WORK TASK:
In the copy, include all of the listing exactly and none of its pictures.

THE DATA:
---*---

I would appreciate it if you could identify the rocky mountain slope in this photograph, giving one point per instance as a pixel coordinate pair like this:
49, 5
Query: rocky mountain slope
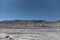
29, 24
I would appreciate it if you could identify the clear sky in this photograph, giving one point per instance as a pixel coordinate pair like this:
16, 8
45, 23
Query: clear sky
30, 9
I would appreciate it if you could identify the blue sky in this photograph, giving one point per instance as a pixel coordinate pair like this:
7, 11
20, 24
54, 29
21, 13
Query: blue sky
30, 10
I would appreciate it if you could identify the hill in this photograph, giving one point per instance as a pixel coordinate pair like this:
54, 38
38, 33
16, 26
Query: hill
29, 24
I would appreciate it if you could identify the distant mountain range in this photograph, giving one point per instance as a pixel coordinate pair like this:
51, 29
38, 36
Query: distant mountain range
17, 24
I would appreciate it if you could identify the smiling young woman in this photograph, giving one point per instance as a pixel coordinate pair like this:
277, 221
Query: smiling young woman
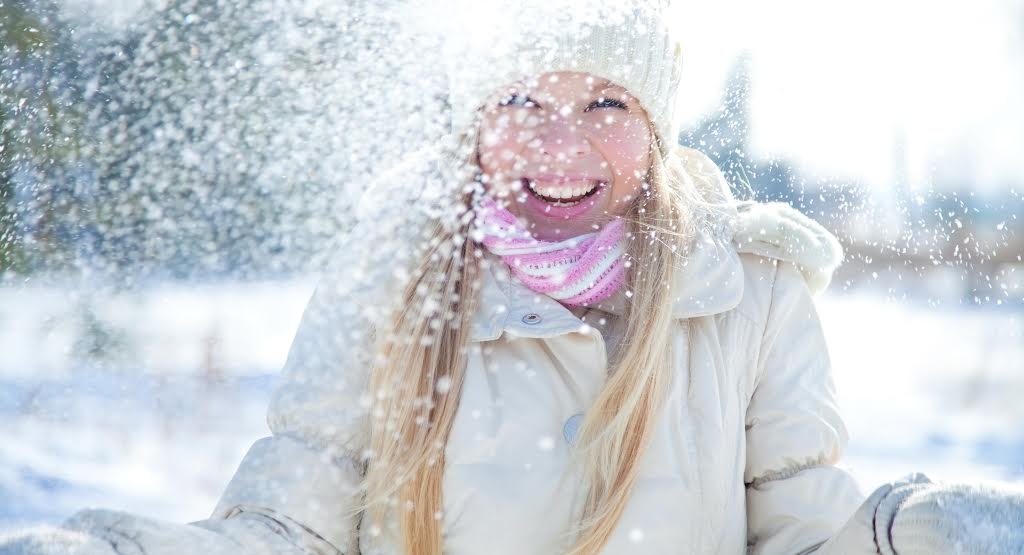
564, 336
571, 150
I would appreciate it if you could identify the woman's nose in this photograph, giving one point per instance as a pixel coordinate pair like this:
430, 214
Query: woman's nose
563, 138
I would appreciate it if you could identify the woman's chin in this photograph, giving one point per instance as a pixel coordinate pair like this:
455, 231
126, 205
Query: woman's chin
558, 232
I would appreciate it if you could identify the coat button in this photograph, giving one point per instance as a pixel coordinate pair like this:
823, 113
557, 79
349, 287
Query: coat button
571, 427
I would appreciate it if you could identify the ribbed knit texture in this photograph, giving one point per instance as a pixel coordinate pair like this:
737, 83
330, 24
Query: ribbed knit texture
633, 44
961, 519
578, 271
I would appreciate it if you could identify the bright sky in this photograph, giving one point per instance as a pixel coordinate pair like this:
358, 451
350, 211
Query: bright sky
843, 86
837, 84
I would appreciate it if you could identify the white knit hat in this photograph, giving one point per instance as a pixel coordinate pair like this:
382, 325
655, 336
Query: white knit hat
632, 43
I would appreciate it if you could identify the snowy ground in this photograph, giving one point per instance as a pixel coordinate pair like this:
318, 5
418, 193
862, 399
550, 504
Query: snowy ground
154, 406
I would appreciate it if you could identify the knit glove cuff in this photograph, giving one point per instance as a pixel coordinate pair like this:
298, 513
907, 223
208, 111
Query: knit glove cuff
962, 519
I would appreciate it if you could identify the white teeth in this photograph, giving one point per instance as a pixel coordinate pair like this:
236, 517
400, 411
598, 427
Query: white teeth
561, 193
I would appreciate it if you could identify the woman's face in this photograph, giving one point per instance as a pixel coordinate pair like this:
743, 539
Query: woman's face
569, 151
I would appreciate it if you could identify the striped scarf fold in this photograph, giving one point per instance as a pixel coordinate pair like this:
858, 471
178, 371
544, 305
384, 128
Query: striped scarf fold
580, 270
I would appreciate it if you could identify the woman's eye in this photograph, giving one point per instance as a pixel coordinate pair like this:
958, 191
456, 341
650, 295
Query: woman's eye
517, 100
607, 102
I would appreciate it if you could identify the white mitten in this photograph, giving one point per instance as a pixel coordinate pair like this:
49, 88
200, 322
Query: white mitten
961, 519
52, 541
778, 230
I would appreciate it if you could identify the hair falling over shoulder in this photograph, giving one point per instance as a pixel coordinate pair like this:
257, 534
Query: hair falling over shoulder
419, 370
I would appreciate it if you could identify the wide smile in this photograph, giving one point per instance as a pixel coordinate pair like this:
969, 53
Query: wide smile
562, 193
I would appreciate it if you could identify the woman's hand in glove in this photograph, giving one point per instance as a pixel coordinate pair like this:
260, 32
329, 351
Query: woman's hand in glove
961, 518
914, 516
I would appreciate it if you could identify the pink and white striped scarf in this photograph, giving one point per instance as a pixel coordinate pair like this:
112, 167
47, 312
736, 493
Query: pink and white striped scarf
577, 271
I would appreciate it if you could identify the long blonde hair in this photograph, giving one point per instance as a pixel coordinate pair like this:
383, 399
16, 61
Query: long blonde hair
417, 376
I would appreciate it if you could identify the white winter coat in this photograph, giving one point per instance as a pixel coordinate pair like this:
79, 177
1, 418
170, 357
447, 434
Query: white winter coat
743, 457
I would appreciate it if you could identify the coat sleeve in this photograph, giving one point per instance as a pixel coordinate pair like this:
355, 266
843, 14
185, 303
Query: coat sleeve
297, 491
797, 497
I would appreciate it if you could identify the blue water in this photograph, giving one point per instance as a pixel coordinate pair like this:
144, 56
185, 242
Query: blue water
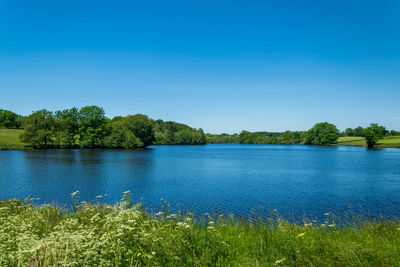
238, 179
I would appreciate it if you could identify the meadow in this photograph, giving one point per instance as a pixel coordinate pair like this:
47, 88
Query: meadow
127, 235
388, 141
9, 140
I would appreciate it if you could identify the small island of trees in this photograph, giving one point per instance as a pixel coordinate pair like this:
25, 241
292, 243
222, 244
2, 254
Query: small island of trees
88, 127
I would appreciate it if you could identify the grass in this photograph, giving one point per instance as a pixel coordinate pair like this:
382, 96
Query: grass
9, 139
126, 235
389, 141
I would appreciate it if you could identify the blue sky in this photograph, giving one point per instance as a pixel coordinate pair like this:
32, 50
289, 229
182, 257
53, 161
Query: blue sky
224, 66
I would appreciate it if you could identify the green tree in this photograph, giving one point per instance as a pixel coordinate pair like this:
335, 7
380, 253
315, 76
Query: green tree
245, 137
92, 130
288, 138
322, 133
359, 131
9, 119
121, 137
349, 132
373, 134
39, 129
68, 126
141, 126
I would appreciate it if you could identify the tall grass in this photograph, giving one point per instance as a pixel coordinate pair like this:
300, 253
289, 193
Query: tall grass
126, 235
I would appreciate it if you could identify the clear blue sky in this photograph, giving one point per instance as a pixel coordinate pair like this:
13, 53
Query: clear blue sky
224, 66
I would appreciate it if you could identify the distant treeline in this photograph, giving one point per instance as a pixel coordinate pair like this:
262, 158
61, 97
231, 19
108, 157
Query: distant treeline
321, 134
88, 127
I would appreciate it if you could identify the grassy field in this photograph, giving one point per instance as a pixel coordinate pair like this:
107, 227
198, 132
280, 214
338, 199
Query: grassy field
390, 141
126, 235
9, 139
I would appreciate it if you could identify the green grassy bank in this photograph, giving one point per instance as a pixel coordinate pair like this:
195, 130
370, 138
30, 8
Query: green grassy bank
9, 139
389, 141
125, 235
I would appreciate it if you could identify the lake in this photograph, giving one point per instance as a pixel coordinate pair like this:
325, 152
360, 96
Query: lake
227, 178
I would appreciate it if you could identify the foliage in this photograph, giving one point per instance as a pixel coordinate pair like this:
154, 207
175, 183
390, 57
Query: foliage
68, 127
141, 127
374, 133
92, 129
9, 139
287, 138
172, 133
126, 235
222, 138
122, 137
9, 119
40, 128
322, 133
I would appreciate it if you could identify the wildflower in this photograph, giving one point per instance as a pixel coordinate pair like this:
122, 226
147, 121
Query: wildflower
280, 261
300, 235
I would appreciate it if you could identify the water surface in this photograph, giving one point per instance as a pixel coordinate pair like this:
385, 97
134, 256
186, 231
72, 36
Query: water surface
226, 178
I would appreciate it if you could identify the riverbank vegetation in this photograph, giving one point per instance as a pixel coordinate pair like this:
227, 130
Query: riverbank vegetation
88, 127
321, 134
127, 235
9, 139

---*---

OUTPUT OF THE EXERCISE:
I would appreciate it if you could identify the rocky mountain slope in this photograph, giving one point per instance as a pixel coordinate pair like this:
49, 5
Query: rocky mountain slope
29, 24
I would appreciate it if you could identify the clear sky in this photograph, giving one point per instance as a pixel coordinate pair like this:
16, 8
45, 23
Query: clear sky
30, 9
I would appreciate it if you could identify the blue sky in this photograph, giving one point per instance as a pixel coordinate pair like this:
7, 11
20, 24
54, 29
21, 13
Query: blue sky
30, 10
I would appreciate it if you could identify the hill in this photograph, giving one point per instance as a pixel coordinate pair like this:
54, 38
38, 33
16, 26
Query: hill
29, 24
I would appreciate it if you could identify the distant mountain range in this photograph, giving one point per instance as a pixel coordinate pair like this:
51, 29
38, 36
Query: distant mountain range
17, 24
I would appreciate it if you could identify the smiling young woman in this photograph, giving one point per instance as a pixel coordinate pair like this:
277, 221
Query: smiling young woman
564, 336
571, 150
I would appreciate it if you could identify the woman's nose in this photograph, giving one point per instance as a pixel coordinate pair like this:
430, 214
Query: woman's nose
563, 138
I would appreciate it if you could identify the woman's chin in this photograph, giving one point per instance as a pixel coordinate pair like this:
455, 231
126, 205
Query: woman's chin
558, 232
I would appreciate it if you could identify the coat button in this photograph, giving one point per instance as a pixel coordinate pair like this:
823, 113
557, 79
349, 287
Query: coat button
571, 427
I would appreciate it if you could identify the ribbed knit texture in this photograph, giving one point per instance as a pixel coordinate pair like this:
737, 83
330, 24
Query: ribbed knit texture
633, 44
961, 519
578, 271
I would appreciate it if you could identify the bright sky in this photograph, giving one point per instance as a pixel coordinate pair like this:
358, 451
350, 211
Query: bright sky
843, 86
837, 84
I would appreciate it if you could identify the white knit hat in this photograph, giving one point per instance as a pixel coordinate pair like this:
382, 325
655, 336
Query: white knit hat
632, 43
I would appreciate it if you could identify the snowy ground in this photograph, giving one point per instance as a pixel coordinate pair like this:
318, 5
418, 193
862, 399
550, 504
Query: snowy ground
154, 406
I would appreciate it if you could identify the knit glove cuff in this photograph, giving one point per instance as a pixel coordinate pair like this:
298, 513
907, 223
208, 111
Query: knit glove cuff
962, 519
I would appreciate it if you could identify the white teeth in this photograph, giving one point per instance as a pixel coordinate pair like this:
236, 517
400, 411
598, 427
Query: white teeth
561, 193
I would appreciate it if you could identify the woman's face in this photograph, giving one point per instance as a pixel coordinate pair like this:
743, 539
Query: woman's face
569, 151
I would appreciate it if you could identify the striped scarf fold in this photograph, giving one point per instance as a pixel coordinate pair like this:
858, 471
178, 371
544, 305
384, 128
Query: striped scarf fold
580, 270
I would appreciate it if you could identify the woman's eye in this photograph, giving one point per instance as a pixel coordinate pair like this:
958, 191
456, 341
650, 295
Query: woman's eye
517, 100
607, 102
I would appreciate it if you could identify the white mitten in this photograph, giving one point per instance as a pixel coordinate pair like this:
49, 88
200, 322
Query: white mitten
961, 519
52, 541
778, 230
I would appreciate it if you could identify the hair falling over shoulder in this photograph, giving one point per instance as a pixel coordinate pair like this:
257, 534
Query: hair falling over shoulder
419, 370
I would appreciate it if you could identify the wide smile in this photograph, giving one point per instance as a pixel coordinate pair like this:
969, 53
Query: wide smile
562, 193
I would appreciate it if you could identify the woman's hand in glove in this photograph, giving one point per instance as a pixel coordinate pair like this:
260, 32
329, 351
Query: woman's hand in glove
961, 518
914, 516
I would appreciate it if you could identify the pink and white striped scarf in this photograph, giving one point per instance as a pixel coordinate pair like this:
112, 167
47, 312
736, 493
Query: pink and white striped scarf
577, 271
I would appreciate it if you could identify the long blonde hair in this photograph, giving one point per instance as a pixel coordinate pair like this:
383, 399
16, 61
Query: long blonde hair
417, 376
I would appreciate it if you could identify the white winter coat in this photograph, giving one point per instance as a pixel coordinate pair like this:
79, 177
1, 418
170, 357
447, 434
Query: white winter coat
743, 457
I would appreciate it if you could identify the coat sleeve in this photograph, giving one point per instance as a pixel coordinate pair like this:
355, 266
843, 14
185, 303
Query: coat sleeve
297, 491
797, 497
I would appreciate it if you could identify the blue water in this photograph, giving one point per instance as a pixel coordinate pair like this:
144, 56
185, 242
Query: blue water
238, 179
I would appreciate it if you could identify the meadow in this photograph, giving one point per instance as a pixel coordinate pair like this:
47, 88
Query: meadow
127, 235
388, 141
9, 140
I would appreciate it if you could identify the small island of trees in this photograph, giving one point per instance as a pixel coordinate pair like this:
25, 241
292, 243
222, 244
2, 254
Query: small island of trees
88, 127
I would appreciate it if you could identify the grass in this photograph, giving one point per instance as a pixel coordinate pair like this:
382, 96
Query: grass
9, 139
126, 235
389, 141
I would appreciate it if you could identify the blue sky in this photograph, giving one point per instance as a pixel coordinate pair like this:
32, 50
289, 229
182, 257
53, 161
Query: blue sky
224, 66
I would appreciate it if you could identify the green tree in this photograph, giving one point per instance as a pixel coordinate pair like this:
335, 7
380, 253
315, 76
Query: green tree
245, 137
92, 130
288, 138
322, 133
359, 131
9, 119
121, 137
349, 132
373, 134
39, 129
68, 126
141, 126
I would appreciate it if you could identify the tall grass in this photograph, giving one point per instance as a pixel coordinate pair like this:
300, 253
289, 193
Query: tall grass
126, 235
I would appreciate it if you could identify the clear blue sky in this photograph, giving one point per instance as a pixel coordinate pair like this:
13, 53
Query: clear blue sky
224, 66
I would appreciate it if you could identify the distant treeline in this photograph, giving one point per instance as a pixel coordinate pair like this:
262, 158
61, 97
231, 19
108, 157
Query: distant treeline
321, 134
88, 127
I would appreciate it if you could identify the grassy field in this photograph, giving one point per instance as a pixel coordinate pair like this:
107, 227
198, 132
280, 214
338, 199
Query: grassy field
390, 141
126, 235
9, 139
I would appreciate it if you could identify the green grassy bank in this photograph, giving one point per instance as a pixel coordinate pair like this:
195, 130
370, 138
30, 8
Query: green grassy bank
9, 139
389, 141
125, 235
I would appreciate it if you could identify the lake in this photograph, giving one point per instance as a pixel coordinate pair like this:
325, 152
360, 96
Query: lake
227, 178
I would appreciate it if you could identify the foliage in this photograph, giving one point per instance as a pixel coordinate pair like this:
154, 207
175, 183
390, 57
Query: foliage
68, 127
141, 127
374, 133
92, 129
9, 139
287, 138
172, 133
126, 235
222, 138
122, 137
9, 119
40, 128
322, 133
I would appreciate it if you could identify the wildflower in this photograph, giving one point per instance as a pixel coordinate pair like this:
122, 226
147, 121
Query: wildflower
280, 261
300, 235
I would appreciate it if you could identify the water surface in this photograph, giving one point per instance as a pixel coordinate pair like this:
385, 97
134, 256
186, 231
72, 36
Query: water surface
226, 178
I would appreciate it if you could identify the riverbank vegetation in this photograph, giving one point per instance as a pixel coordinate pair like this:
227, 130
Query: riverbank vegetation
88, 127
321, 134
127, 235
9, 139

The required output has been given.